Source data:
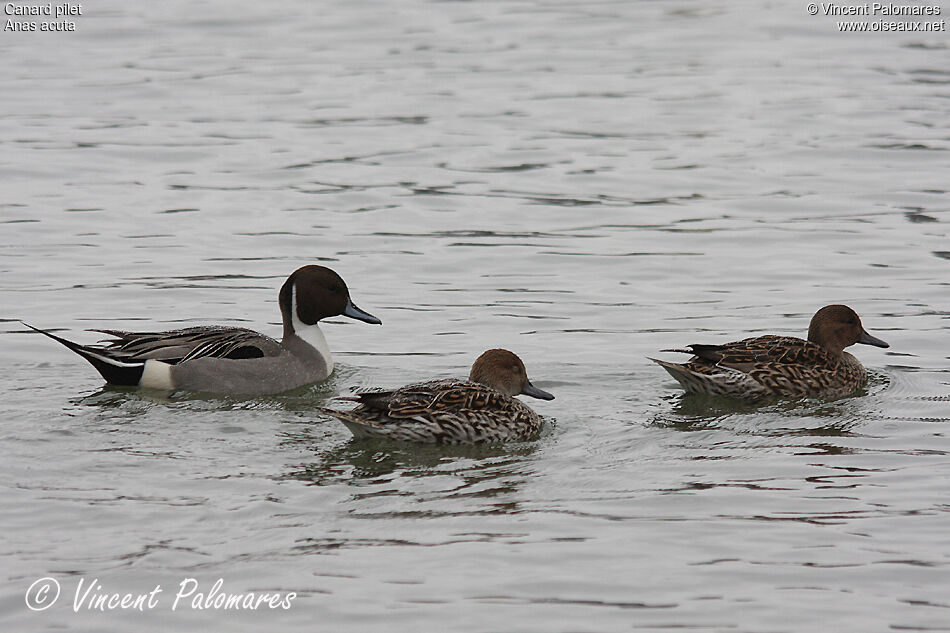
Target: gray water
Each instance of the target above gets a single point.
(584, 183)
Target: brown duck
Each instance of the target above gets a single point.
(452, 411)
(781, 365)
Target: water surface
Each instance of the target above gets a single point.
(582, 183)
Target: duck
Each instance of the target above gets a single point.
(481, 409)
(231, 360)
(782, 366)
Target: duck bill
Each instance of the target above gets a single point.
(355, 313)
(534, 392)
(867, 339)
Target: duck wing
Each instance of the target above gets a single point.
(435, 397)
(177, 346)
(747, 354)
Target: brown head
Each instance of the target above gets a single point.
(836, 327)
(317, 293)
(502, 370)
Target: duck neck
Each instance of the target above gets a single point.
(294, 328)
(835, 349)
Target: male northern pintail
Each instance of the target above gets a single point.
(230, 360)
(781, 365)
(480, 409)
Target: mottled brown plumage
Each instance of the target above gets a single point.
(781, 365)
(452, 411)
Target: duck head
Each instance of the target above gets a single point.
(836, 327)
(503, 370)
(316, 292)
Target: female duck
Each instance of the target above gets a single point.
(781, 365)
(230, 360)
(452, 411)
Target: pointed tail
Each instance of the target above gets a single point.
(114, 370)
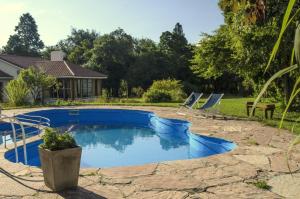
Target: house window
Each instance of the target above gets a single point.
(87, 88)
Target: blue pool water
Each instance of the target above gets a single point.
(112, 138)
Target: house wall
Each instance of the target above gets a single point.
(3, 83)
(11, 70)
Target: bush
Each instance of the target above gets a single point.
(137, 91)
(157, 96)
(16, 92)
(165, 91)
(54, 140)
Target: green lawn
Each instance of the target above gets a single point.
(233, 106)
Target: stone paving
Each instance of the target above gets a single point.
(259, 157)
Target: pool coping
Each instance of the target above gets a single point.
(258, 159)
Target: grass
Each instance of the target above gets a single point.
(231, 106)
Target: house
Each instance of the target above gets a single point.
(75, 81)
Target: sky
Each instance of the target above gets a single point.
(139, 18)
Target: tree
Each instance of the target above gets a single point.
(177, 53)
(241, 46)
(148, 58)
(26, 41)
(77, 46)
(112, 54)
(36, 81)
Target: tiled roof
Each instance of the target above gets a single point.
(57, 69)
(54, 68)
(79, 71)
(4, 75)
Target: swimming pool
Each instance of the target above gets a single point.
(111, 137)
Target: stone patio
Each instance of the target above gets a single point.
(260, 156)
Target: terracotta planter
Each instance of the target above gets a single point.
(60, 168)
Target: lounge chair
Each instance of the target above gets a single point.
(208, 107)
(190, 102)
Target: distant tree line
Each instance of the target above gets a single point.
(230, 60)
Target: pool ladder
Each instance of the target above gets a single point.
(25, 122)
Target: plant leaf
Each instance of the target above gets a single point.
(286, 22)
(296, 92)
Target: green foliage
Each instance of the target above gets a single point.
(165, 91)
(262, 185)
(36, 81)
(112, 54)
(26, 41)
(123, 91)
(54, 140)
(16, 92)
(156, 96)
(239, 47)
(137, 91)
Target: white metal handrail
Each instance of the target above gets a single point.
(39, 123)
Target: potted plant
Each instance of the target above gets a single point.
(60, 160)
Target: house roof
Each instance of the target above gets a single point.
(58, 69)
(4, 75)
(67, 69)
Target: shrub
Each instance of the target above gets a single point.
(169, 90)
(16, 92)
(157, 96)
(36, 81)
(137, 91)
(54, 140)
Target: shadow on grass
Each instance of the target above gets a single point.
(75, 193)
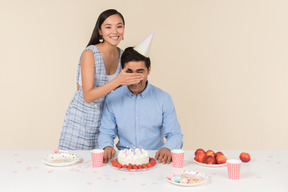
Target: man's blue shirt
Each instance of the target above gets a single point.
(143, 120)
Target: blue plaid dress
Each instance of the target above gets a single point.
(82, 120)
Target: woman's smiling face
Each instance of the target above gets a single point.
(112, 30)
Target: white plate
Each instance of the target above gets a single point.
(204, 177)
(131, 170)
(61, 159)
(210, 165)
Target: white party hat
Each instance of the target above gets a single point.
(144, 47)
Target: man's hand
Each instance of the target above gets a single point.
(164, 155)
(109, 153)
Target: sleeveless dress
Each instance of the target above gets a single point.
(82, 120)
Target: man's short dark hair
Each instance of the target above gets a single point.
(130, 54)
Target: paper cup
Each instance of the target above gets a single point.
(97, 157)
(177, 158)
(233, 166)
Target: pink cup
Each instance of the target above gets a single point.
(233, 166)
(97, 157)
(177, 158)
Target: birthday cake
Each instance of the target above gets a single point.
(135, 156)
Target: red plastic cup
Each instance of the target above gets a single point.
(234, 166)
(97, 157)
(177, 158)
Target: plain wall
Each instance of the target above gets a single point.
(225, 64)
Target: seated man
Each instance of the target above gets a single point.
(139, 114)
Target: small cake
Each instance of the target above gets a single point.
(133, 156)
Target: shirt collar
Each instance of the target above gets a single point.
(143, 94)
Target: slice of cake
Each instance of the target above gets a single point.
(133, 156)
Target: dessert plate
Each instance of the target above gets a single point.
(195, 178)
(61, 159)
(209, 165)
(131, 170)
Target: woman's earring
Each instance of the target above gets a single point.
(101, 39)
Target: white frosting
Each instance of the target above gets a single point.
(133, 156)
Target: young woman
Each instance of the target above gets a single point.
(99, 72)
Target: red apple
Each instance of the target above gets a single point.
(220, 159)
(210, 152)
(210, 159)
(245, 157)
(200, 157)
(199, 151)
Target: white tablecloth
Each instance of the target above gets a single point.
(23, 171)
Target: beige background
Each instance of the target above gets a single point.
(225, 64)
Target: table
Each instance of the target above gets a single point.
(23, 171)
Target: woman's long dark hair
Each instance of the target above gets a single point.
(102, 17)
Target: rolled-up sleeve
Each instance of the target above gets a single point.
(171, 126)
(108, 127)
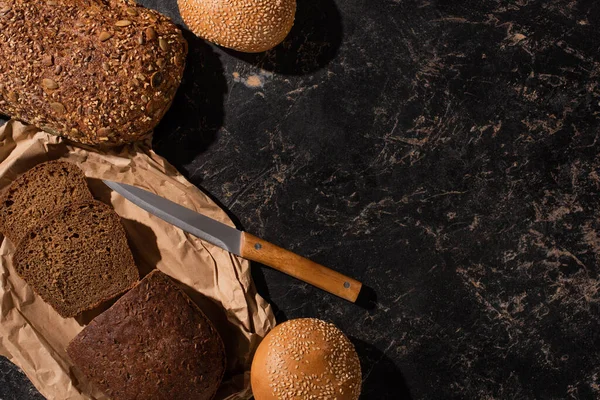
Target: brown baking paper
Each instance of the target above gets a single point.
(34, 336)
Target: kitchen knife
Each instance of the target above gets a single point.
(240, 243)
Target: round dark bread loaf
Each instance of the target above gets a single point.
(94, 71)
(154, 343)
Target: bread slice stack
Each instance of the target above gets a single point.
(40, 191)
(71, 249)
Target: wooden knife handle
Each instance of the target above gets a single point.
(256, 249)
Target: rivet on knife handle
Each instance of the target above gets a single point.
(256, 249)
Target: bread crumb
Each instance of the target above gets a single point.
(254, 81)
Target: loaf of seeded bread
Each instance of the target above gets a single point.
(38, 192)
(94, 71)
(77, 257)
(153, 343)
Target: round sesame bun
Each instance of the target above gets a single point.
(306, 359)
(250, 26)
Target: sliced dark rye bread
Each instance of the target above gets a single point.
(77, 258)
(154, 343)
(38, 192)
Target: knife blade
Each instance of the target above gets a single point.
(240, 243)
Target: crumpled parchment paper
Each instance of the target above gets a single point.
(34, 336)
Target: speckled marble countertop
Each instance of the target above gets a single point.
(444, 153)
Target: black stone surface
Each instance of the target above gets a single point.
(444, 153)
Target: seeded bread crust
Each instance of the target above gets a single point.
(77, 258)
(153, 343)
(37, 193)
(94, 71)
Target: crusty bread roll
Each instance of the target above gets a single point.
(94, 71)
(250, 26)
(306, 359)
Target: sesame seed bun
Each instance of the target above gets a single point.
(306, 359)
(250, 26)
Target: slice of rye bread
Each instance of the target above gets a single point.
(77, 258)
(38, 192)
(153, 343)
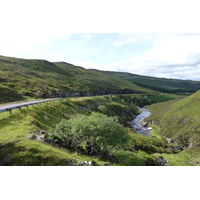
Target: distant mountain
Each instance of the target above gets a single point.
(40, 78)
(173, 86)
(32, 78)
(179, 120)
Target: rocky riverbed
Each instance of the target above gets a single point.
(138, 125)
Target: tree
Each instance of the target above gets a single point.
(96, 128)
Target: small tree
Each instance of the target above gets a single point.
(96, 128)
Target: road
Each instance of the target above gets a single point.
(10, 107)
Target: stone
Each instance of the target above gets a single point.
(72, 162)
(107, 164)
(162, 161)
(31, 136)
(81, 163)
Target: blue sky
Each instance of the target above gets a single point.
(97, 38)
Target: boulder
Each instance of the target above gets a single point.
(31, 136)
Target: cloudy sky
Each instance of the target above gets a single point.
(59, 31)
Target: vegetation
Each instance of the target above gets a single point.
(95, 128)
(172, 86)
(178, 120)
(43, 79)
(18, 148)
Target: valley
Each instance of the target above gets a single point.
(31, 136)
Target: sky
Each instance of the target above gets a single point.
(94, 37)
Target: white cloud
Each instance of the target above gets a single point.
(172, 56)
(131, 38)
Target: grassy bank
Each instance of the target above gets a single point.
(17, 149)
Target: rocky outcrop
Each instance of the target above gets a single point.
(98, 91)
(9, 95)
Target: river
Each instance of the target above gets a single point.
(138, 125)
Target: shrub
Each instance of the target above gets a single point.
(96, 131)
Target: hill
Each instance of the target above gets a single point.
(43, 79)
(173, 86)
(178, 121)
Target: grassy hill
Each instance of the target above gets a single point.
(40, 78)
(19, 132)
(178, 120)
(173, 86)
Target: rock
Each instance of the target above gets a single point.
(133, 149)
(190, 145)
(53, 142)
(107, 164)
(72, 162)
(168, 140)
(81, 163)
(162, 161)
(31, 136)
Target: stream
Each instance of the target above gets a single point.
(138, 125)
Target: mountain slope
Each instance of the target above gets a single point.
(173, 86)
(179, 120)
(40, 78)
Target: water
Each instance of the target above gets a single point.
(138, 125)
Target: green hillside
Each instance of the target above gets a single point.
(178, 120)
(173, 86)
(43, 79)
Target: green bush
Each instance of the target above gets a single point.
(95, 134)
(97, 127)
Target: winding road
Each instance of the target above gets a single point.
(10, 107)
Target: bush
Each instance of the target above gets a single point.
(96, 132)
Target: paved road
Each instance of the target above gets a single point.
(10, 107)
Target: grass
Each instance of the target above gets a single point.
(43, 79)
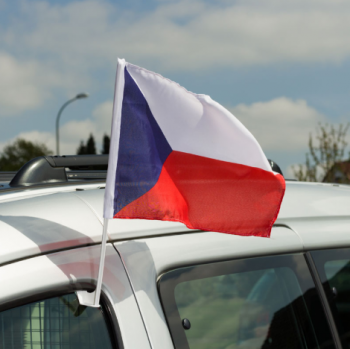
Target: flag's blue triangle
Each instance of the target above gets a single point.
(142, 147)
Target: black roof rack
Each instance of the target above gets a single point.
(58, 170)
(52, 169)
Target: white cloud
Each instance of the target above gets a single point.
(72, 132)
(27, 84)
(48, 46)
(187, 34)
(281, 124)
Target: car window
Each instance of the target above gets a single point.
(55, 323)
(333, 267)
(268, 303)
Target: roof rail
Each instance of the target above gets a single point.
(52, 169)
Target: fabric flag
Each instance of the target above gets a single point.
(179, 156)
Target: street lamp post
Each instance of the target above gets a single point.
(78, 96)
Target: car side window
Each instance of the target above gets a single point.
(333, 267)
(268, 303)
(55, 323)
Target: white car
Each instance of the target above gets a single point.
(165, 286)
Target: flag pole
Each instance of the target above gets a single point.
(92, 299)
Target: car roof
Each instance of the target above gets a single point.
(39, 221)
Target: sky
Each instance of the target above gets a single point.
(281, 67)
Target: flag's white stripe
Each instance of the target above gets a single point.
(195, 123)
(115, 136)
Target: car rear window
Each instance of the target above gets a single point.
(268, 302)
(55, 323)
(333, 267)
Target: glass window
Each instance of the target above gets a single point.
(333, 267)
(55, 323)
(268, 303)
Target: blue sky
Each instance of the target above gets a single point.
(280, 66)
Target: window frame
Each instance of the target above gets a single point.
(313, 275)
(106, 305)
(314, 259)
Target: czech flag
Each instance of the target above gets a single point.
(180, 156)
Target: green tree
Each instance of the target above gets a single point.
(105, 144)
(15, 155)
(326, 155)
(88, 148)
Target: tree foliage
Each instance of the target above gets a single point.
(105, 144)
(15, 155)
(88, 148)
(325, 159)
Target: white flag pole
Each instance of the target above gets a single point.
(92, 299)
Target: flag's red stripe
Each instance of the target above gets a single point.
(211, 195)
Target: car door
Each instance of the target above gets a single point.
(39, 308)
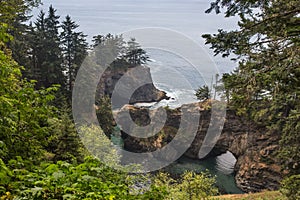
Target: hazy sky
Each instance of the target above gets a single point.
(117, 16)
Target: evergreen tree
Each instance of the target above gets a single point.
(135, 55)
(74, 49)
(203, 93)
(52, 66)
(266, 85)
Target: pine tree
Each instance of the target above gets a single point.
(135, 54)
(266, 85)
(74, 50)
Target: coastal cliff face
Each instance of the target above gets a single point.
(256, 169)
(145, 93)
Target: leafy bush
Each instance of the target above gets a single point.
(290, 187)
(190, 186)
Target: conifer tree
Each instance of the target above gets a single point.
(266, 85)
(74, 49)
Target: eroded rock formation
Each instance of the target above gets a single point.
(126, 78)
(256, 169)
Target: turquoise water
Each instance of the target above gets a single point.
(186, 16)
(221, 166)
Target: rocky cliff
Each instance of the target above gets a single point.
(256, 169)
(135, 76)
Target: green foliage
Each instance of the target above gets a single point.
(64, 142)
(135, 55)
(105, 116)
(203, 93)
(74, 50)
(24, 112)
(189, 186)
(290, 187)
(265, 86)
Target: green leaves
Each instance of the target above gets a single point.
(265, 87)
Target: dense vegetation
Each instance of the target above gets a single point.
(41, 156)
(265, 87)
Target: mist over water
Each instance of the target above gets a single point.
(170, 72)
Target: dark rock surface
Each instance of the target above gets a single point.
(128, 79)
(256, 169)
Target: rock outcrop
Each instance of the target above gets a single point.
(135, 76)
(256, 169)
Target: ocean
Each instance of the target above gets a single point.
(169, 71)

▶ _EXERCISE DETAILS_:
Repeat only what runs from the line holding "Target: green leaves" to the end of the data, keeping every line exactly as written, first and last included.

▶ _OUTPUT FOR THIS EXERCISE_:
Target: green leaves
Each instance of the target above gets a single point.
(265, 87)
Target: dense vegetation
Each instance of the target above gets a single point.
(41, 156)
(265, 87)
Target: mist over water
Each instance of the target above gets a single point.
(170, 72)
Target: dark rock surface
Each instance of the target above gets a single point.
(128, 79)
(256, 169)
Target: rock outcrop
Each instance of the target above gets a single point.
(135, 76)
(256, 169)
Target: ocean
Each instance of the target above gets a single point.
(169, 71)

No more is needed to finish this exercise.